Records from a data collection

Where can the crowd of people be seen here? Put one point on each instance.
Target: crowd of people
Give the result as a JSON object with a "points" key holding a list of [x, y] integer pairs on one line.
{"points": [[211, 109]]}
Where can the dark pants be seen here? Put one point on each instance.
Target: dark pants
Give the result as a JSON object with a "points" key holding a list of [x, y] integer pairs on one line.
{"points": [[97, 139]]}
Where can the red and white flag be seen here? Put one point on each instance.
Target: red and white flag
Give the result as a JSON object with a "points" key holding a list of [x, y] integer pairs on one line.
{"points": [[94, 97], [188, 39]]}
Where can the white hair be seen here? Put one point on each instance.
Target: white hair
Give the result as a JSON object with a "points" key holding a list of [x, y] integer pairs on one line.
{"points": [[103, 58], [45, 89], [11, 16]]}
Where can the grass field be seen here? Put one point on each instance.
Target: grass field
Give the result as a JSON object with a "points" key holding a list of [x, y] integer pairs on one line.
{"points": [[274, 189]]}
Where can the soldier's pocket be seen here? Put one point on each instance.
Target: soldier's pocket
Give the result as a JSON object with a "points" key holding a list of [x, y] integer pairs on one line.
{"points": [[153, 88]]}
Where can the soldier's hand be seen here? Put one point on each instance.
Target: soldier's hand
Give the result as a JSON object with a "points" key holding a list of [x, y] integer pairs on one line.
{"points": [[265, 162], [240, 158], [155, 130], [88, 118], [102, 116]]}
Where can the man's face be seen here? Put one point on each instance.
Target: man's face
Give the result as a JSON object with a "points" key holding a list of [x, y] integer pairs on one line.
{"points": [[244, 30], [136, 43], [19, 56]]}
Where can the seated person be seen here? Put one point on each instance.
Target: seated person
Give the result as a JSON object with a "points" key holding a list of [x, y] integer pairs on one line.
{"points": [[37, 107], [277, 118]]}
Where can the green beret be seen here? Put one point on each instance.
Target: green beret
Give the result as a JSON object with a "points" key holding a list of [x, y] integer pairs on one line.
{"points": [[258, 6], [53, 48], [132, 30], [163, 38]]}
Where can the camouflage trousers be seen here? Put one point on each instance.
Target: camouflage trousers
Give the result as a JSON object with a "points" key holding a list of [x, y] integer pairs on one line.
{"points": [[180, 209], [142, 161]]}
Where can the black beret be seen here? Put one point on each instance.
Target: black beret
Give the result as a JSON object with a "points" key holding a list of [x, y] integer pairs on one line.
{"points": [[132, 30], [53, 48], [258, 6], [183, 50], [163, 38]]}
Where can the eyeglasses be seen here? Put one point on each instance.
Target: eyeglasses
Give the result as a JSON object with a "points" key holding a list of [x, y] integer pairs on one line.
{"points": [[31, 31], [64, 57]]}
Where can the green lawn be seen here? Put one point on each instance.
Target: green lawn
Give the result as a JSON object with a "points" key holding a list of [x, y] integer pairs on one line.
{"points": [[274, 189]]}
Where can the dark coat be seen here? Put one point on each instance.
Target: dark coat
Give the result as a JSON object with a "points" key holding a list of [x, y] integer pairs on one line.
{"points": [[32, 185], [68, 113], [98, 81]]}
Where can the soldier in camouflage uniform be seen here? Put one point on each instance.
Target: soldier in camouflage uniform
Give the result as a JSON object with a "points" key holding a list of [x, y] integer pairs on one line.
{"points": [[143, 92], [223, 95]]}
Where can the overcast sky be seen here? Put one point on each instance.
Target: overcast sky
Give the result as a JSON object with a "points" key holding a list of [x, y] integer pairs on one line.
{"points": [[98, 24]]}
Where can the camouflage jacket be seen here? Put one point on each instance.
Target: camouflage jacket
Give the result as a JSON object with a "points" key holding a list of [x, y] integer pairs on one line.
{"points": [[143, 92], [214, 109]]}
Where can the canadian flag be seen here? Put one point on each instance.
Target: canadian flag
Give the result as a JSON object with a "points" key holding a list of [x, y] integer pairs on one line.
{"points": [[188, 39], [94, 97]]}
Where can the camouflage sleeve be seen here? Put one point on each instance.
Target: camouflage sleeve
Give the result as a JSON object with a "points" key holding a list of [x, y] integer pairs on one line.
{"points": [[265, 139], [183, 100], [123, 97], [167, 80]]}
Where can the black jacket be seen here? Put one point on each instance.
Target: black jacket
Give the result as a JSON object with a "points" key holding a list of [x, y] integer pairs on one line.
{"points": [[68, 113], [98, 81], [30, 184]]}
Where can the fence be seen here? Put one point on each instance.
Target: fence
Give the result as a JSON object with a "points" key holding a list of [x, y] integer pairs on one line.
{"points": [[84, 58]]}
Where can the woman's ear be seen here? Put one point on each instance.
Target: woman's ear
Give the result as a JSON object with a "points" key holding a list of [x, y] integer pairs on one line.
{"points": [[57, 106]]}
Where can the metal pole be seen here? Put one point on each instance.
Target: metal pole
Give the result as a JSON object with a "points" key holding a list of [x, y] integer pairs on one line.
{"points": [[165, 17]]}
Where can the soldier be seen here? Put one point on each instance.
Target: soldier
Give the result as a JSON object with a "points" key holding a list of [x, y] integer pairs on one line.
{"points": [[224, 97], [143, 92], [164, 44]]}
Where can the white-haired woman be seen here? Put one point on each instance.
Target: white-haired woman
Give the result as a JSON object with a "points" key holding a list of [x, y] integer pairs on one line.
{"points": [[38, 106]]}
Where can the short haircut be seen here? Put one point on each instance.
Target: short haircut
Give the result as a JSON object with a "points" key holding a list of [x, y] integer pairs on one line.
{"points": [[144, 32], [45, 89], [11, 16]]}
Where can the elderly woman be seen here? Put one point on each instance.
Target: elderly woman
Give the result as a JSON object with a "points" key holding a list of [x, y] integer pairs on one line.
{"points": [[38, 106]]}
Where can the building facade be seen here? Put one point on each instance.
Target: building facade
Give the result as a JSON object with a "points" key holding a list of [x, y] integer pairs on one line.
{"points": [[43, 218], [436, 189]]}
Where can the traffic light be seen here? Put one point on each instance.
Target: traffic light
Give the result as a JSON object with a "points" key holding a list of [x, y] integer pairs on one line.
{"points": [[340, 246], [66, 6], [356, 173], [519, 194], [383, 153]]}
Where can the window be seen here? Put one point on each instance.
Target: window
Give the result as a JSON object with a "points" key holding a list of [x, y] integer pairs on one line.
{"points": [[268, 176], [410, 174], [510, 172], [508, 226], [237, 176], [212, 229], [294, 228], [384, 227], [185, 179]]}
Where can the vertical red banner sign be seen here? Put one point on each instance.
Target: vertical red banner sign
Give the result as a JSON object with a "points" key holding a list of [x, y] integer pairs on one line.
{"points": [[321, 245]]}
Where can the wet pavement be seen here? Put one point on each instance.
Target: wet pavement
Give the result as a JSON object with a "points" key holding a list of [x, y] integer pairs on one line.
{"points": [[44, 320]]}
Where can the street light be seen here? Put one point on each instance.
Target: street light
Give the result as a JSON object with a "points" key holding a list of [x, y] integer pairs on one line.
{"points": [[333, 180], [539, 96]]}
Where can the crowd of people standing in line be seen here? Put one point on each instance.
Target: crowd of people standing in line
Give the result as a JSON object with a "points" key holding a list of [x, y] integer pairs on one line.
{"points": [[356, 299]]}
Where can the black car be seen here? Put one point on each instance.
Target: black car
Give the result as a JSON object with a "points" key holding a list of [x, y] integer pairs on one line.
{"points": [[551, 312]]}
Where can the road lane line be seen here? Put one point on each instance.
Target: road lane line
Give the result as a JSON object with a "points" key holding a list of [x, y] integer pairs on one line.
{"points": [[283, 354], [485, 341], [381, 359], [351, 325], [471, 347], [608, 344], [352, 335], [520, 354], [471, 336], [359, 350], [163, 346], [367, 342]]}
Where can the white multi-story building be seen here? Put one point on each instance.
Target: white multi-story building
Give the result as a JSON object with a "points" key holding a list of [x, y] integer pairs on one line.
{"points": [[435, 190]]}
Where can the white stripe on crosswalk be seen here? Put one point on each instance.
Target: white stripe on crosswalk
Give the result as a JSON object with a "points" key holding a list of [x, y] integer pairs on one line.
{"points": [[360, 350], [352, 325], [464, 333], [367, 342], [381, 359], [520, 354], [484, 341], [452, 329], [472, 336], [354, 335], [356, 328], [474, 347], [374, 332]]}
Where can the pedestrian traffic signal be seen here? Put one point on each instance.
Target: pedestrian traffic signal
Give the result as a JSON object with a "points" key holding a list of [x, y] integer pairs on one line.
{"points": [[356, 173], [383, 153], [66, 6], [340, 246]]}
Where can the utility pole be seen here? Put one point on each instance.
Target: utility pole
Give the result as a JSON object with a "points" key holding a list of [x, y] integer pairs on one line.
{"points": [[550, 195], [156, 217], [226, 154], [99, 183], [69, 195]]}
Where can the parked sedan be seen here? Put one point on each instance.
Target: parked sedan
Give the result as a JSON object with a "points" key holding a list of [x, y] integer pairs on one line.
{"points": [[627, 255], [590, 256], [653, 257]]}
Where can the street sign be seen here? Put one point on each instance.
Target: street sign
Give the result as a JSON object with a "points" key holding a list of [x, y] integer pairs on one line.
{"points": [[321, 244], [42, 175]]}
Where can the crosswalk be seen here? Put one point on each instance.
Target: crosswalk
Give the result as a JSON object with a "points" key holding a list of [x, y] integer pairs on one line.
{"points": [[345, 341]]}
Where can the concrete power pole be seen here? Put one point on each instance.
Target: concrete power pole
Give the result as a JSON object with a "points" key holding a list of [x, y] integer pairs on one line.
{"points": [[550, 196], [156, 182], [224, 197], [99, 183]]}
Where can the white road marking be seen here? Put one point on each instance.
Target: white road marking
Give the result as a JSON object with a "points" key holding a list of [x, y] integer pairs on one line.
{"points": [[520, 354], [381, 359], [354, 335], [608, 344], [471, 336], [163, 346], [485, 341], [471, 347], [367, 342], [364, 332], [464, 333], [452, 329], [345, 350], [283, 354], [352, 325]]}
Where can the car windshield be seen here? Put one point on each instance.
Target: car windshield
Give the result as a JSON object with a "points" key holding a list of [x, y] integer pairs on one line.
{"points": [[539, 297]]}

WHAT TO DO
Render everything from the line containing "Where can the car" down through the last line of the listing as a numbered list, leaving out any blank lines.

EXERCISE ANSWER
1. Where can the car windshield be seen here? Put one point on each instance.
2. Target: car windshield
3. Give the result as a JSON object with a "points" key holding a list of [x, y] integer pairs on one line.
4. {"points": [[539, 297]]}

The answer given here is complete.